[PATCH i-g-t v2 05/10] tests/intel/xe_drm_fdinfo: Add single engine tests
Lucas De Marchi
lucas.demarchi at intel.com
Thu Jul 11 21:34:53 UTC 2024
On Thu, Jul 11, 2024 at 12:13:22PM GMT, Umesh Nerlige Ramappa wrote:
>On Thu, Jul 11, 2024 at 08:20:17AM -0500, Lucas De Marchi wrote:
>>On Tue, Jul 02, 2024 at 05:25:27PM GMT, Umesh Nerlige Ramappa wrote:
>>>Add simple tests that submit work to one engine and measure utilization
>>>per class.

-- Record excerpts --
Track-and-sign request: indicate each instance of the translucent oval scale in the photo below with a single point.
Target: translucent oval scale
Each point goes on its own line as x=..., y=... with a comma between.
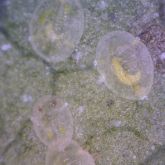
x=52, y=121
x=125, y=64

-- Exercise set --
1 - In the patch discussion, what do the added tests measure per class?
2 - Rewrite the records with every occurrence of "translucent oval scale" replaced by "glossy round scale", keeping everything else the same, and omit the pictures from your answer.

-- Task results --
1 - They measure utilization per class.

2 -
Track-and-sign request: indicate each instance of the glossy round scale in the photo below with a single point.
Target: glossy round scale
Each point goes on its own line as x=..., y=... with a comma between.
x=52, y=121
x=125, y=64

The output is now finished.